> [Source material]
-*-
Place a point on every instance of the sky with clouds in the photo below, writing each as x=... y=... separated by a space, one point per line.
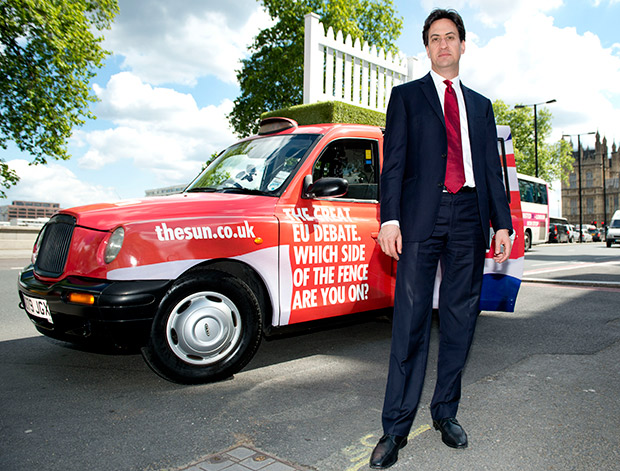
x=166 y=90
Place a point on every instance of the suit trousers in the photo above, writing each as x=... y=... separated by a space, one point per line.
x=458 y=243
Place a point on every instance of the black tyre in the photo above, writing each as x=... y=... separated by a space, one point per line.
x=208 y=326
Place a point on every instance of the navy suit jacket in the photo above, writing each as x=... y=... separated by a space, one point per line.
x=414 y=160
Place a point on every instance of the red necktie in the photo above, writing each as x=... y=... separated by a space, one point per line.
x=455 y=174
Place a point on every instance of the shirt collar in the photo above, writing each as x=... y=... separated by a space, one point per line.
x=438 y=79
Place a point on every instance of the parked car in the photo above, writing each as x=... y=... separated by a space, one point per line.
x=595 y=232
x=280 y=229
x=585 y=235
x=558 y=232
x=573 y=233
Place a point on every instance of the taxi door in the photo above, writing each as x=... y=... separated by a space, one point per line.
x=330 y=262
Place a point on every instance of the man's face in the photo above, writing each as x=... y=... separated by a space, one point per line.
x=444 y=48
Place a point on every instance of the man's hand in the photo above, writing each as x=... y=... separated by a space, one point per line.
x=390 y=240
x=502 y=239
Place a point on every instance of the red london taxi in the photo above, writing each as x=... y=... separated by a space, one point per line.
x=279 y=229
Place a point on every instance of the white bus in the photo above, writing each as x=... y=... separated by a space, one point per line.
x=535 y=207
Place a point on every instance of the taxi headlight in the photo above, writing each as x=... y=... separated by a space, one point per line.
x=114 y=245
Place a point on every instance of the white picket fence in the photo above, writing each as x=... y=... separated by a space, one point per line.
x=336 y=69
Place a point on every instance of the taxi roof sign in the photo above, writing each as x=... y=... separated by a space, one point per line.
x=275 y=124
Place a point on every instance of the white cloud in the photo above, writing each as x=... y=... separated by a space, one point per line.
x=178 y=42
x=55 y=183
x=535 y=61
x=493 y=12
x=156 y=129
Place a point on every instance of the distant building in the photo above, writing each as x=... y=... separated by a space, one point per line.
x=28 y=210
x=168 y=190
x=597 y=204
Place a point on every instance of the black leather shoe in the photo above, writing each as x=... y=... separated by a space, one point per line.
x=385 y=453
x=452 y=434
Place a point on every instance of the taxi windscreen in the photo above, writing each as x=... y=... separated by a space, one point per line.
x=260 y=166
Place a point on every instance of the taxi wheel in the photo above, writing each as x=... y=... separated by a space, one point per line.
x=207 y=328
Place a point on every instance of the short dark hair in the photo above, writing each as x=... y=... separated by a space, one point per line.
x=439 y=14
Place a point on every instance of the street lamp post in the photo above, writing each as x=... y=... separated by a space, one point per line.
x=536 y=128
x=579 y=158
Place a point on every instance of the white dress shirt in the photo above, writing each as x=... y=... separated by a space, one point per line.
x=467 y=163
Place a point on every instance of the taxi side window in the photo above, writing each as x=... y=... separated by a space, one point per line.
x=355 y=160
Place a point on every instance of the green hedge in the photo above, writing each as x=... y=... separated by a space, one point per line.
x=329 y=112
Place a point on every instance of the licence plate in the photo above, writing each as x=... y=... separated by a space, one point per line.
x=38 y=308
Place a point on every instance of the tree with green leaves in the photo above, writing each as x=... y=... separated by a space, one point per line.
x=49 y=52
x=272 y=77
x=554 y=160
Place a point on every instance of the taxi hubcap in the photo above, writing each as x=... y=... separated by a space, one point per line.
x=204 y=328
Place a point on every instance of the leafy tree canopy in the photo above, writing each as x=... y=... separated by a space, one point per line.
x=555 y=161
x=49 y=52
x=272 y=77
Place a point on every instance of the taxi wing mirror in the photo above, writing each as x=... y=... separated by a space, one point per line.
x=324 y=187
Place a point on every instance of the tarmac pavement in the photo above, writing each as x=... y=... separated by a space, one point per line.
x=541 y=392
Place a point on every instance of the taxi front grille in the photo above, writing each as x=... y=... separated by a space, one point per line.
x=53 y=246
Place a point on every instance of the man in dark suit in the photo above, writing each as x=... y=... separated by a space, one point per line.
x=441 y=185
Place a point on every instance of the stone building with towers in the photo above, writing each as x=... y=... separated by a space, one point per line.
x=600 y=184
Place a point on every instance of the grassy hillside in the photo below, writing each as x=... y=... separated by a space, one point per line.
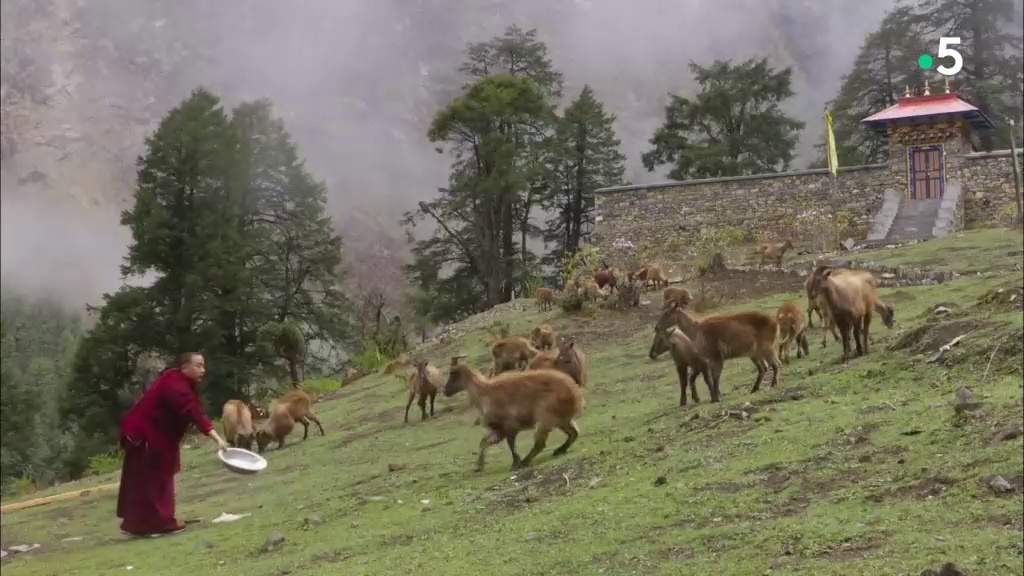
x=863 y=468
-*-
Reproduce all of the entries above word for word, leaving out the pictures.

Place a point on every instance of the sky with clouds in the photo below, writing each as x=... y=... separated by a space, one point per line.
x=166 y=90
Place a point on every instance of the suit trousers in the photo above, writing each as x=... y=... separated by a space, one point per line.
x=458 y=243
Place a point on every instance of the black tyre in the photo above, writing each as x=... y=... separated by a space, one point per line.
x=208 y=326
Place a point on every instance of the navy suit jacket in the photo above, writing each as x=... y=... separated by a space, one point per line.
x=414 y=160
Place a point on every instance of the red necktie in the photo above, writing each as x=... y=... separated by a space, one point per line.
x=455 y=174
Place a point on every instance of the shirt collar in the photo above, writing each as x=... y=... separated by a space, one point per line.
x=438 y=79
Place a point on every instance of the parked car in the photo above, writing each as x=... y=... separated by a space, one point per line.
x=595 y=232
x=280 y=229
x=585 y=235
x=558 y=232
x=573 y=233
Place a point on every instance of the taxi door in the photo above, writing each as x=... y=... separated by a space, one point per line.
x=330 y=262
Place a point on every instance of the man's face in the photo above, writing each as x=... y=... separated by a space, one point per line.
x=444 y=48
Place a point on every instance of the man's hand in the photo above, writing each as x=... y=... separated by a space, one point per line.
x=390 y=240
x=502 y=239
Place a point on every instance of the red london taxi in the photo above, writing each as x=... y=... separated by a space, one point per line.
x=279 y=229
Place a point on every instance of the white bus in the photo above, writing each as x=... y=... separated by a space, one point per line.
x=535 y=207
Place a point on every instance of the taxi headlight in the photo above, writing each as x=... y=... separated by a space, one point per line.
x=114 y=245
Place a point on every instance of the white picket fence in the photo above, writing each as x=... y=... separated by a space, one point per line.
x=336 y=69
Place a point on every instance of the taxi roof sign in the photo above, writing each as x=... y=... separated by a space, one point per line.
x=275 y=124
Place a point on every instance of the white cloud in the photo above, writing each as x=... y=... separated by a space, one point per line.
x=178 y=42
x=55 y=183
x=535 y=61
x=493 y=12
x=156 y=129
Place a point on every instance of the distant building in the photo above, writing each as x=... y=... separated by a space, one point per line.
x=28 y=210
x=168 y=190
x=597 y=204
Place a point on every instance of the black leather shoe in the photo above, writing each as x=... y=... separated by a space, one point per line.
x=385 y=453
x=452 y=434
Place a point on every instance of the taxi windscreen in the photo above, writing each as x=... y=... separated by a space, one point per line.
x=260 y=166
Place a point on every instance of the taxi wheel in the photo above, writing each as x=... y=... separated by a space, one point per line.
x=207 y=328
Place a point on every instance of the short dark hair in the photo above, writing each as x=... y=... separated by a space, one point per line.
x=439 y=14
Place a point on every instance of the street lamp post in the photo above, writing each as x=... y=... separated by a space, one point per line.
x=536 y=128
x=579 y=158
Place a point on every instance of the white dress shirt in the photo above, writing each as x=... y=... separated by a space, one point per line.
x=467 y=163
Place a point on every instance of the taxi side window in the photo above, writing each as x=... y=... separated by a space, one point per line.
x=355 y=160
Place a point on every instance of the green hedge in the photo above, writing each as x=... y=... separated by a space, one point per line.
x=329 y=112
Place a point on every instance of the licence plate in the photo above, writing each as x=... y=... separated by a space, one point per line.
x=38 y=308
Place a point on every instance of the tree with green leaves in the photo above, writing each as x=... y=... separated by a space, one point per line.
x=49 y=52
x=272 y=77
x=554 y=160
Place a point on every instance of the taxi hubcap in the photo above, writing each as x=... y=... separated by a space, one point per line.
x=204 y=328
Place a point on every instance of the leafy tree canopy in the photo above, writing each as x=... y=... separated by a space, one point per line.
x=555 y=161
x=49 y=52
x=272 y=77
Place a point on every instance of the taxi wing mirror in the photo above, writing each as x=... y=... separated by a space, one point per line.
x=324 y=187
Place a point on every instance of the tarmac pavement in the photo above, writing each as x=... y=... separated by a space, one point per line.
x=541 y=392
Place a point on every instance of the taxi front grille in the photo above, writing each as x=... y=... separated by a space, one point per line.
x=53 y=246
Place a point on every instance of the man in dark suit in the photo above, writing each as x=... y=... separated by a space, one point per line.
x=441 y=185
Place a point on every instance of the stone building with towers in the photo above, writing each as x=... y=... separated by a space, one point per line.
x=600 y=184
Place a point on every instance of the grassy hillside in the photo below, writing each as x=... y=... separated by a space, one point per line.
x=863 y=468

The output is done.